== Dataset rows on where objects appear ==
###
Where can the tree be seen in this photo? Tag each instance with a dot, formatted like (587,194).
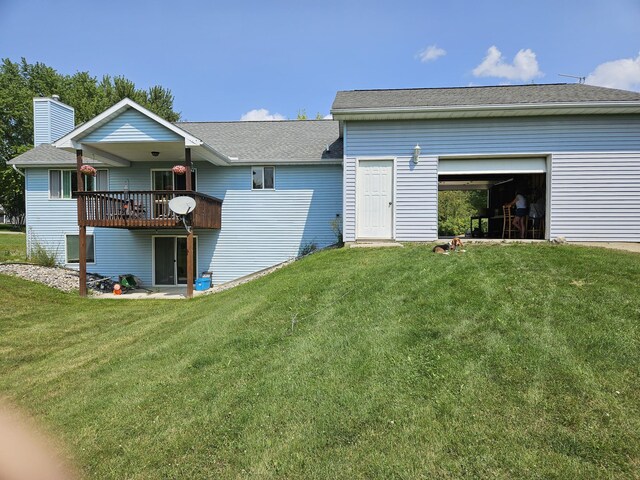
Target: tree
(455,208)
(21,81)
(302,115)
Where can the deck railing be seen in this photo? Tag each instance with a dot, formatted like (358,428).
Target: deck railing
(145,209)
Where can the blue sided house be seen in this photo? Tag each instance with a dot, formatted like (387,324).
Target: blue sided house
(265,190)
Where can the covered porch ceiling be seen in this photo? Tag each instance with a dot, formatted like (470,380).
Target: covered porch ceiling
(123,154)
(128,132)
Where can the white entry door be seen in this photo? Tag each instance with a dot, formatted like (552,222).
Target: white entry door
(375,199)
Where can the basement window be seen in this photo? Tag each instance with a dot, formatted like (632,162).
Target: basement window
(264,178)
(73,249)
(62,183)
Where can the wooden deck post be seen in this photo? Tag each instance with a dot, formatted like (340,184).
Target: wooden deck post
(190,273)
(187,164)
(82,237)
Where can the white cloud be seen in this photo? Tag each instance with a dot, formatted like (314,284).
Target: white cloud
(260,114)
(524,67)
(431,53)
(623,73)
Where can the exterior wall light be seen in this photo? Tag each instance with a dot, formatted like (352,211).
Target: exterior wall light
(416,153)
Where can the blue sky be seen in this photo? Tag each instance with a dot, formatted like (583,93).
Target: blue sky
(224,60)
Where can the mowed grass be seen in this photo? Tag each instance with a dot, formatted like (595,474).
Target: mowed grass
(518,361)
(13,247)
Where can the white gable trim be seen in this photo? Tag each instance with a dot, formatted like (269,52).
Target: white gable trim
(73,139)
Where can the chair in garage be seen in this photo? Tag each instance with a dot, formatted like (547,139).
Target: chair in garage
(536,228)
(507,223)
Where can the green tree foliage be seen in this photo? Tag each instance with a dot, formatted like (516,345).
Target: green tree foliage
(456,207)
(21,81)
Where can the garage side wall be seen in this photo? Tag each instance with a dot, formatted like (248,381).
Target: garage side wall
(595,196)
(417,219)
(416,199)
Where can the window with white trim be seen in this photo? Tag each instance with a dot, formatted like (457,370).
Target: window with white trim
(62,183)
(73,249)
(263,178)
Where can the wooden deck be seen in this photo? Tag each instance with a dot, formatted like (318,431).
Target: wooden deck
(138,209)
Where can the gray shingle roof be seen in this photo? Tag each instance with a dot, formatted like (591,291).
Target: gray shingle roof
(287,140)
(472,96)
(44,154)
(272,141)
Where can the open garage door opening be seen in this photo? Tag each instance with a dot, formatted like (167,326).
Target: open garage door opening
(472,193)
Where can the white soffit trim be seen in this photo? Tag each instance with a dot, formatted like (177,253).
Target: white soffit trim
(71,140)
(480,166)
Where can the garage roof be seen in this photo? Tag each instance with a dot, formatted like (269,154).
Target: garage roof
(561,93)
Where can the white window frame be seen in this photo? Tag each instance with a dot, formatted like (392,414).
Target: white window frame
(262,167)
(66,249)
(74,172)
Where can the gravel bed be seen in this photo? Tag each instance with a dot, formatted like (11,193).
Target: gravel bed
(61,278)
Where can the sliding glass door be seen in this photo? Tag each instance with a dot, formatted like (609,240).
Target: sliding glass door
(170,260)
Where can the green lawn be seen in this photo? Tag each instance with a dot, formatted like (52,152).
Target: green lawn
(12,247)
(518,361)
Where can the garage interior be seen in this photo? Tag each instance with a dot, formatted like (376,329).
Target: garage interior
(503,178)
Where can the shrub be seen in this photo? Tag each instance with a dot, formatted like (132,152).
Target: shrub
(308,248)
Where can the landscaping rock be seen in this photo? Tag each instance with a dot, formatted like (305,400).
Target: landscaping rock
(61,278)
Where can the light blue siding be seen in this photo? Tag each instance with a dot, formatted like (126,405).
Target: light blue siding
(131,126)
(499,135)
(595,196)
(259,228)
(416,188)
(51,120)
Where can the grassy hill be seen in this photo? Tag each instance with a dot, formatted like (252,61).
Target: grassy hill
(504,362)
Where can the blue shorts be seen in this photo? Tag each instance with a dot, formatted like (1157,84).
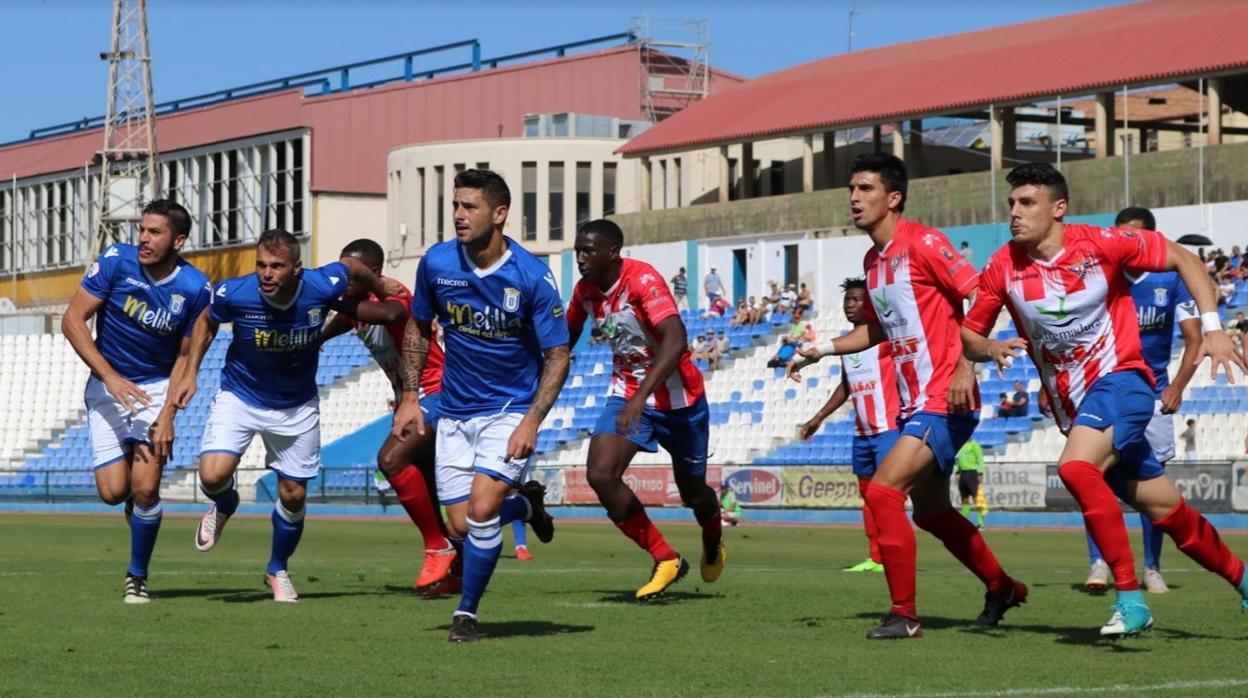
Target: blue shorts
(1123,401)
(869,451)
(684,433)
(431,407)
(944,433)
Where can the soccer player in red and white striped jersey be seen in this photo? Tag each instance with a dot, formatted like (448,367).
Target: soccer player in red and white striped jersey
(657,400)
(916,284)
(870,380)
(1065,285)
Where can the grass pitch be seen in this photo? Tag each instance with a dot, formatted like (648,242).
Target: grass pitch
(783,621)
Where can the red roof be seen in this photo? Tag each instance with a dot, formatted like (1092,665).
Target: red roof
(1070,55)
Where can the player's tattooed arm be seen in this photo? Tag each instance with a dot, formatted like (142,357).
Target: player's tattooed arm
(416,351)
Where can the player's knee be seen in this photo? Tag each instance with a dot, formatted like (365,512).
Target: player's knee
(145,495)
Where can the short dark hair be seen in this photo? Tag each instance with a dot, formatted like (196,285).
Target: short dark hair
(1136,214)
(365,247)
(273,239)
(890,167)
(1040,174)
(491,184)
(177,216)
(604,229)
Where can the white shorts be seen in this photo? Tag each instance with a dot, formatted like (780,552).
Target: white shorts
(476,446)
(1161,433)
(114,428)
(291,436)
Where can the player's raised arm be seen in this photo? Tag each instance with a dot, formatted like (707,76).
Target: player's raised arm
(1217,345)
(84,306)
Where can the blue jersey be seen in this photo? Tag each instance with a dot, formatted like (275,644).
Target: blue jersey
(142,322)
(1161,301)
(275,351)
(496,324)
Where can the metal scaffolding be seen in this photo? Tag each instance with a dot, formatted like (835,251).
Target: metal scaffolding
(129,176)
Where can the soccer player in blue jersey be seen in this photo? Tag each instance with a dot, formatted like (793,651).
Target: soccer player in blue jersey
(507,358)
(268,387)
(145,300)
(1161,301)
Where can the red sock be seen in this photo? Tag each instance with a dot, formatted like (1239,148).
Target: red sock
(964,540)
(1102,518)
(414,496)
(713,531)
(1199,541)
(896,541)
(869,522)
(644,533)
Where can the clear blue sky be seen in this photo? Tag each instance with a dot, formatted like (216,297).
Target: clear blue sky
(50,49)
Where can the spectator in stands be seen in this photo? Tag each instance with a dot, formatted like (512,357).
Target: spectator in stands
(729,508)
(741,316)
(1005,406)
(805,302)
(1020,400)
(788,300)
(680,289)
(1188,437)
(713,285)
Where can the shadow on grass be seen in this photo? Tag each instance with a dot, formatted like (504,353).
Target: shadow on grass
(522,628)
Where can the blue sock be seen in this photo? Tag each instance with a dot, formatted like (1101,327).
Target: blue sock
(514,508)
(225,498)
(1153,540)
(482,548)
(144,527)
(287,531)
(1093,552)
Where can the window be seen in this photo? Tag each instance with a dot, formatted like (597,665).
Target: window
(608,189)
(529,194)
(555,199)
(583,171)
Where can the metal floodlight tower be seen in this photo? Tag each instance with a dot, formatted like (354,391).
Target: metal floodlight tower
(129,174)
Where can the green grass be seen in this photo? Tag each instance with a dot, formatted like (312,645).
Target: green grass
(783,621)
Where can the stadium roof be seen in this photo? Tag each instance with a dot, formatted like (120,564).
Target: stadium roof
(1070,55)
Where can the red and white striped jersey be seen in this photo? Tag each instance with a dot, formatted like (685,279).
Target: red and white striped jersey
(1075,311)
(628,315)
(915,290)
(872,383)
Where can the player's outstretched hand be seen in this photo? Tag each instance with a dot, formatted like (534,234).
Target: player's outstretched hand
(408,420)
(808,430)
(1223,353)
(1005,351)
(961,388)
(129,395)
(625,422)
(162,437)
(523,440)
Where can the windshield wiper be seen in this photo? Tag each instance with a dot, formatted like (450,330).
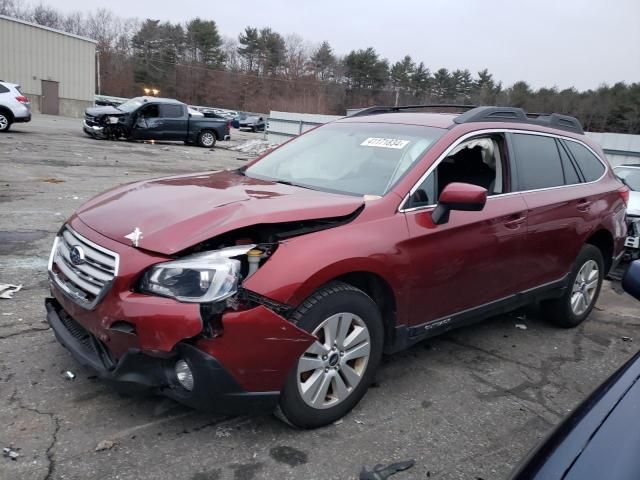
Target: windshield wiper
(287,182)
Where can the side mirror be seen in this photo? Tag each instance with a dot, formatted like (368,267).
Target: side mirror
(458,196)
(631,280)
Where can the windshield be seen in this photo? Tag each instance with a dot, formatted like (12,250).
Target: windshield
(353,158)
(630,176)
(131,105)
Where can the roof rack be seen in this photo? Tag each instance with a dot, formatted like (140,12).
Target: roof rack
(383,109)
(473,113)
(514,114)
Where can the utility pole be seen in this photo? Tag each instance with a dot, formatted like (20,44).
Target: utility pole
(98,71)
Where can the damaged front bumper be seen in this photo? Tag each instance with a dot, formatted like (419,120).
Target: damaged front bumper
(241,370)
(92,130)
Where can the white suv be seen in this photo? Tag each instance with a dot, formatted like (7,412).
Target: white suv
(14,106)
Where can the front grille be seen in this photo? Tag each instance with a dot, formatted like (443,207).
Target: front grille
(90,119)
(82,269)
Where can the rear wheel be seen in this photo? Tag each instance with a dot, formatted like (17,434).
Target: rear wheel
(206,139)
(581,295)
(335,372)
(5,122)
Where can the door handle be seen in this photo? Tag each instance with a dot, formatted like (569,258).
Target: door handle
(514,221)
(584,205)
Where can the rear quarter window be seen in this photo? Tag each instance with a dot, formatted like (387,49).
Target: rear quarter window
(171,111)
(591,167)
(538,161)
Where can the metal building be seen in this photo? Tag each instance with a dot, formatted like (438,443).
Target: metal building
(56,70)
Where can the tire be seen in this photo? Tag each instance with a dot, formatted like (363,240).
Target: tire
(344,369)
(5,122)
(576,303)
(206,139)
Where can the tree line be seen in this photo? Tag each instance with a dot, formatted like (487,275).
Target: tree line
(263,70)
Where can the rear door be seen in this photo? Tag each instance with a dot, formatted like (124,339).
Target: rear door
(559,206)
(174,121)
(475,258)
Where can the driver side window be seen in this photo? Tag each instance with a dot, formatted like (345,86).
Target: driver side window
(478,161)
(151,111)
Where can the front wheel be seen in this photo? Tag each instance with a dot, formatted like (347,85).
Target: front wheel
(335,372)
(585,281)
(206,139)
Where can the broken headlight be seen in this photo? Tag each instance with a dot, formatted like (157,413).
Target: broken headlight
(200,278)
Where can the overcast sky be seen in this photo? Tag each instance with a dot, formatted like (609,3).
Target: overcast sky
(562,43)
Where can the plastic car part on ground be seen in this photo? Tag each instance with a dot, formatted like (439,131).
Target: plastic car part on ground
(381,472)
(254,147)
(7,290)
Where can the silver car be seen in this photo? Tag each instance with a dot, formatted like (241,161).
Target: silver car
(630,176)
(14,106)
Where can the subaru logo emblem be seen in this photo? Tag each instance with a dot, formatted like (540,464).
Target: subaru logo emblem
(76,255)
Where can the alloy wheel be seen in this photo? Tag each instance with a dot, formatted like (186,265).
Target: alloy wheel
(207,139)
(334,365)
(585,287)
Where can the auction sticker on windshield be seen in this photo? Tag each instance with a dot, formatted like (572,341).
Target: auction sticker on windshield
(385,143)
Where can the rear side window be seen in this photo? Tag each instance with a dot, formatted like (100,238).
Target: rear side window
(171,111)
(591,167)
(538,160)
(570,174)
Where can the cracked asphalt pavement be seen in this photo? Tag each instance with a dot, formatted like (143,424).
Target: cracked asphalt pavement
(467,405)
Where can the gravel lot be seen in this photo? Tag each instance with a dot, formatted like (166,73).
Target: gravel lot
(467,405)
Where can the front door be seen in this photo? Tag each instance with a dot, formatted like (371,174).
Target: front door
(475,258)
(49,101)
(174,117)
(148,125)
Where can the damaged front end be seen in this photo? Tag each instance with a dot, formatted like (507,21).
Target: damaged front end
(105,126)
(183,327)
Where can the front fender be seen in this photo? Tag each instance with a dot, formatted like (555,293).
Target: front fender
(303,264)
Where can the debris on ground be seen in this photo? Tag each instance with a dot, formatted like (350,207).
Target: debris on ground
(381,472)
(11,453)
(254,147)
(7,290)
(105,445)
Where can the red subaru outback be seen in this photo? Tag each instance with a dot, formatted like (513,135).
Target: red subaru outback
(279,285)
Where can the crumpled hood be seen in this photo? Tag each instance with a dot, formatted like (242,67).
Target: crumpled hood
(178,212)
(105,110)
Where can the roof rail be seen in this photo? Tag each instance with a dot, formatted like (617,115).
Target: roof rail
(383,109)
(514,114)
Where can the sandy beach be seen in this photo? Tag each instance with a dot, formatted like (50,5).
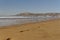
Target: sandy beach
(47,30)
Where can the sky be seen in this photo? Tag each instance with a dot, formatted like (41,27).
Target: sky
(12,7)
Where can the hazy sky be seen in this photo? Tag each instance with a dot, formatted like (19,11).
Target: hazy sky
(10,7)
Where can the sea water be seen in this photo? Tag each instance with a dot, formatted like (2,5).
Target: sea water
(10,20)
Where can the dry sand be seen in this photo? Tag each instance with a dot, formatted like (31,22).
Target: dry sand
(48,30)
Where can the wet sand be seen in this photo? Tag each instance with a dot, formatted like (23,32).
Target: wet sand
(45,30)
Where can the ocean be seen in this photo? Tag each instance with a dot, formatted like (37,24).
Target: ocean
(10,20)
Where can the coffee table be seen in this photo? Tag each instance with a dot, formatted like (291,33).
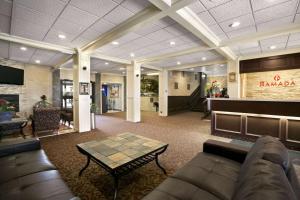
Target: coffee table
(122,154)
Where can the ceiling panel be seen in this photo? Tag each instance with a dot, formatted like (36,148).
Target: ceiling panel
(231,10)
(95,7)
(4,23)
(277,11)
(50,7)
(197,7)
(4,49)
(118,15)
(261,4)
(135,6)
(210,4)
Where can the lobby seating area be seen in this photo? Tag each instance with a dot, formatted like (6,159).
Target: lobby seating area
(149,100)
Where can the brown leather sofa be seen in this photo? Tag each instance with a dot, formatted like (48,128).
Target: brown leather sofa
(230,172)
(27,174)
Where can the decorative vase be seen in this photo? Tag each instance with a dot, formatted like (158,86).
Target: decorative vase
(5,116)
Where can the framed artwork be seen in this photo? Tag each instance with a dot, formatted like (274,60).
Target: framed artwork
(176,85)
(232,77)
(84,88)
(188,86)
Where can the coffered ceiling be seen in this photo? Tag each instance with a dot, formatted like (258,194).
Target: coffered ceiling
(75,23)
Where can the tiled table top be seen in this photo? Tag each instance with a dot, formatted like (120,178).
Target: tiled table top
(123,148)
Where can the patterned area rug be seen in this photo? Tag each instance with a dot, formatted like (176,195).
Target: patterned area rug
(185,134)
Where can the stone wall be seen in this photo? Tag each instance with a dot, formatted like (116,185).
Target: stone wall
(37,81)
(272,85)
(182,78)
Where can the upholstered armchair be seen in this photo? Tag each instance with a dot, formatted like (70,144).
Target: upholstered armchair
(45,119)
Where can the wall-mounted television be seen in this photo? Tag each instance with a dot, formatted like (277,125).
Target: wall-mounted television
(10,75)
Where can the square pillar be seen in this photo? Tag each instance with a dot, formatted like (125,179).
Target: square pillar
(133,90)
(233,87)
(81,102)
(163,93)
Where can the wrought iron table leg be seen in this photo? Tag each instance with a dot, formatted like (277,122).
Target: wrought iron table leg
(87,164)
(116,182)
(156,160)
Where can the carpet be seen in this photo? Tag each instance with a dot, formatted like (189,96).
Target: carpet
(185,134)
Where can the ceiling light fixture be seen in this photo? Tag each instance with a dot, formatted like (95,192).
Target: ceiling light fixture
(61,36)
(23,48)
(234,24)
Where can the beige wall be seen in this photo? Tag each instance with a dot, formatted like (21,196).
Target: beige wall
(255,85)
(221,81)
(37,81)
(182,80)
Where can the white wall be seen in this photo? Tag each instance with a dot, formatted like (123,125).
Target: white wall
(37,82)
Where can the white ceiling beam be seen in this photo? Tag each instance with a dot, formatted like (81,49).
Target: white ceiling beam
(152,67)
(173,54)
(294,28)
(272,53)
(110,58)
(36,44)
(198,64)
(144,17)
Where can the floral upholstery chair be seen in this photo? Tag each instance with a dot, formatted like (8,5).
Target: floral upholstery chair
(45,119)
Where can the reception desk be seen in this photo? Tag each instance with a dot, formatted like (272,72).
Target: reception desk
(248,119)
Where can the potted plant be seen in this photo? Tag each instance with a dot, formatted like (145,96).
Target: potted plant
(93,111)
(6,110)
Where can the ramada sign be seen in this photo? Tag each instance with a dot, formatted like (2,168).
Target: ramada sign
(277,82)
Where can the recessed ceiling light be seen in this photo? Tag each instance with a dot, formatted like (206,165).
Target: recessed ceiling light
(23,48)
(61,36)
(234,24)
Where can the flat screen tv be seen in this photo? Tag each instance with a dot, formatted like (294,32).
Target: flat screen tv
(10,75)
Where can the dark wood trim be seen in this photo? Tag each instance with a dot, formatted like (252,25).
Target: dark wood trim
(273,63)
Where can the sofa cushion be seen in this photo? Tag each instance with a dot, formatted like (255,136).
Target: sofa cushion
(176,189)
(214,174)
(264,180)
(42,185)
(268,148)
(22,164)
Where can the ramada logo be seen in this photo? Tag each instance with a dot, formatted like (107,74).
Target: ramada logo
(277,82)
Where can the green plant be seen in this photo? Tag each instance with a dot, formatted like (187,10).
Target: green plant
(6,106)
(93,108)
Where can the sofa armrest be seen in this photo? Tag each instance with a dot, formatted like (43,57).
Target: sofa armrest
(18,146)
(232,151)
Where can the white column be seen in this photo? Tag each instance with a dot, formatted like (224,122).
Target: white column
(163,93)
(233,87)
(81,102)
(133,89)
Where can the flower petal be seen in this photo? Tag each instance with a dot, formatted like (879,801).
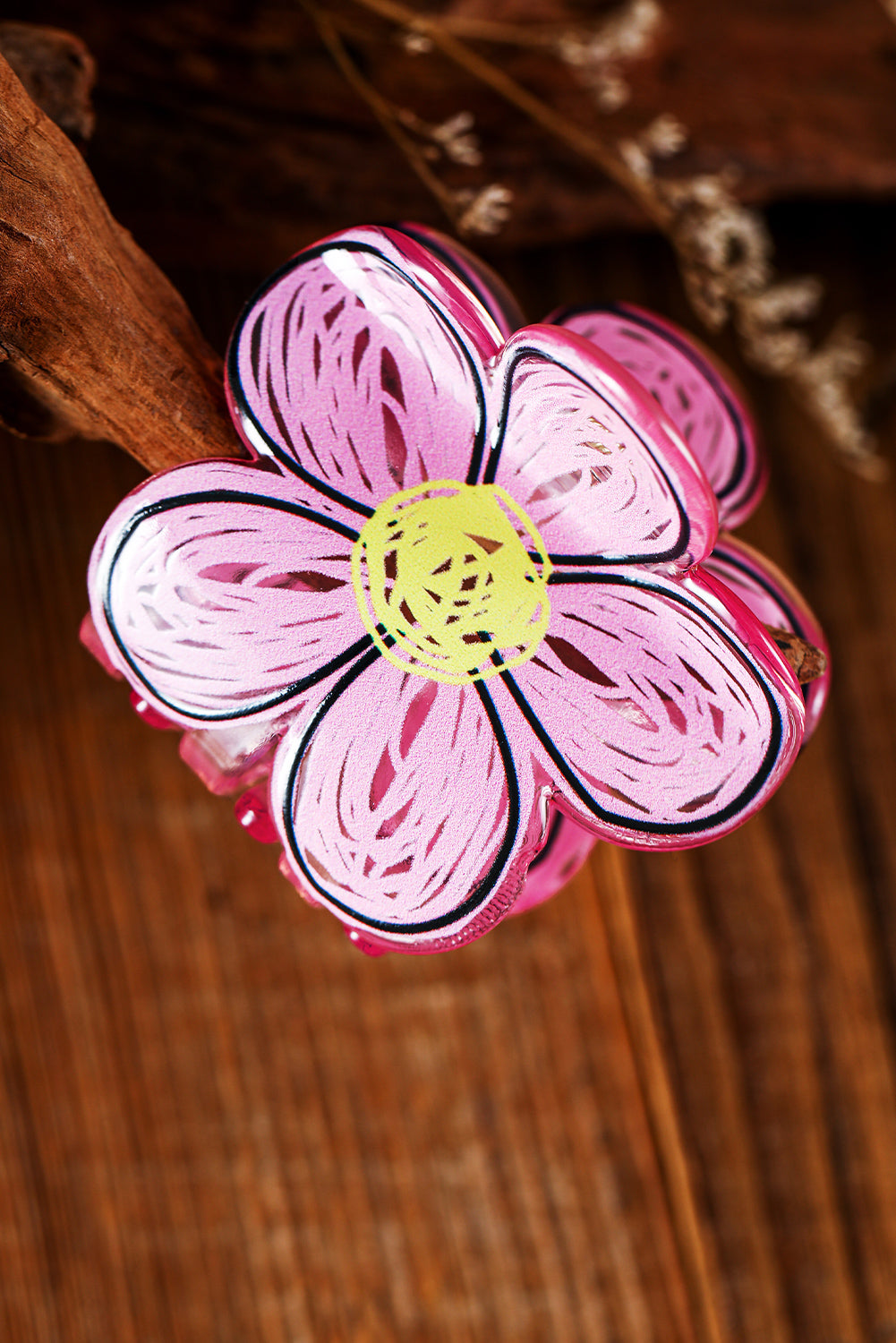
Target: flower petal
(359,367)
(694,392)
(661,727)
(597,465)
(402,810)
(774,601)
(472,270)
(219,596)
(567,849)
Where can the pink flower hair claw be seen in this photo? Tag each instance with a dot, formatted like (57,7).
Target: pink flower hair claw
(468,609)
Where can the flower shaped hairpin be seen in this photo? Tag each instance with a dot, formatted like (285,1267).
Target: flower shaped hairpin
(469,585)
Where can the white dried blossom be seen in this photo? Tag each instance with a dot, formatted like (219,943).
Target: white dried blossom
(484,211)
(456,137)
(823,379)
(415,43)
(664,137)
(597,54)
(636,158)
(789,301)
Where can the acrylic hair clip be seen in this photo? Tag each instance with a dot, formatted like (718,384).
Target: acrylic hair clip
(468,609)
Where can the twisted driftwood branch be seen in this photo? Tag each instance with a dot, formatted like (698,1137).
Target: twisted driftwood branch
(90,329)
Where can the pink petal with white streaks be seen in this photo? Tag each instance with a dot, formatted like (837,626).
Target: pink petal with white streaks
(774,601)
(360,365)
(472,270)
(219,596)
(660,728)
(592,458)
(694,392)
(400,808)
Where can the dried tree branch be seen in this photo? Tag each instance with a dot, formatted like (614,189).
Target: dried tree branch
(383,110)
(723,249)
(88,324)
(590,147)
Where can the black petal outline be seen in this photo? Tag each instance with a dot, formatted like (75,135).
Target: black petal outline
(703,365)
(477,897)
(244,411)
(495,457)
(222,496)
(660,827)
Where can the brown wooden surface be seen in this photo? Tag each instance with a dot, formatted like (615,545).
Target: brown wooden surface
(660,1108)
(225,129)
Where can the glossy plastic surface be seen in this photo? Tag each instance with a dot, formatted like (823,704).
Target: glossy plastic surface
(562,515)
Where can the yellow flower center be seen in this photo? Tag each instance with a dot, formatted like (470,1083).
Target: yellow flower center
(452,580)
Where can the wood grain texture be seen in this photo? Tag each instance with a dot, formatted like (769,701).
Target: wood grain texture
(88,321)
(660,1108)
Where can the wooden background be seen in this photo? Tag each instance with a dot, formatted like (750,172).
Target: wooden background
(660,1108)
(219,1122)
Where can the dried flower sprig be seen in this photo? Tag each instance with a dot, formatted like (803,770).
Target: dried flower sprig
(455,137)
(598,56)
(724,249)
(469,211)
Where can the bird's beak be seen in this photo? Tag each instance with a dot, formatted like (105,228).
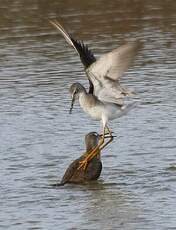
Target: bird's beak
(72,103)
(107,136)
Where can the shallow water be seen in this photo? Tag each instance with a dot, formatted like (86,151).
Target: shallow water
(38,138)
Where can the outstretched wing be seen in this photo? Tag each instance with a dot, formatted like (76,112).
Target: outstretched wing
(107,70)
(86,56)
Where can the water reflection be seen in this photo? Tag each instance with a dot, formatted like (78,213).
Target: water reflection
(38,142)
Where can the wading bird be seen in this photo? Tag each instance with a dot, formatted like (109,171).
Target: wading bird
(104,100)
###
== YOUR GOAL ==
Extract exactly the lines from the one containing "Where can the dried flower" through the last line of the records above, both included, and leave out the pictures.

== THE OUTPUT ==
Where can the dried flower sprig be seen in this photo? Tag each instance with a dot, formatted like (803,770).
Target: dried flower sprig
(455,137)
(598,56)
(724,249)
(469,211)
Where can the bird's beak be seen in this photo? Tag each instance with a dot, formatted like (105,228).
Target: bird's beak
(72,103)
(107,136)
Where can the shallow water be seen in this photo? Tag each instance with a dot, formatted like (86,151).
Target: shallow water
(38,138)
Where can the outstretched wing be seen in this photo? Tag each instance with a dot, formatted like (76,112).
Target: outstretched wing
(107,70)
(86,56)
Where can the water reflection be seen in this photo? Tag each instance with a dot, formatted like (78,213).
Target: water reflection
(38,142)
Where can the wading bird be seen in this photo? Tag each instance with a dot, formatted like (109,171).
Target: wading bird
(104,100)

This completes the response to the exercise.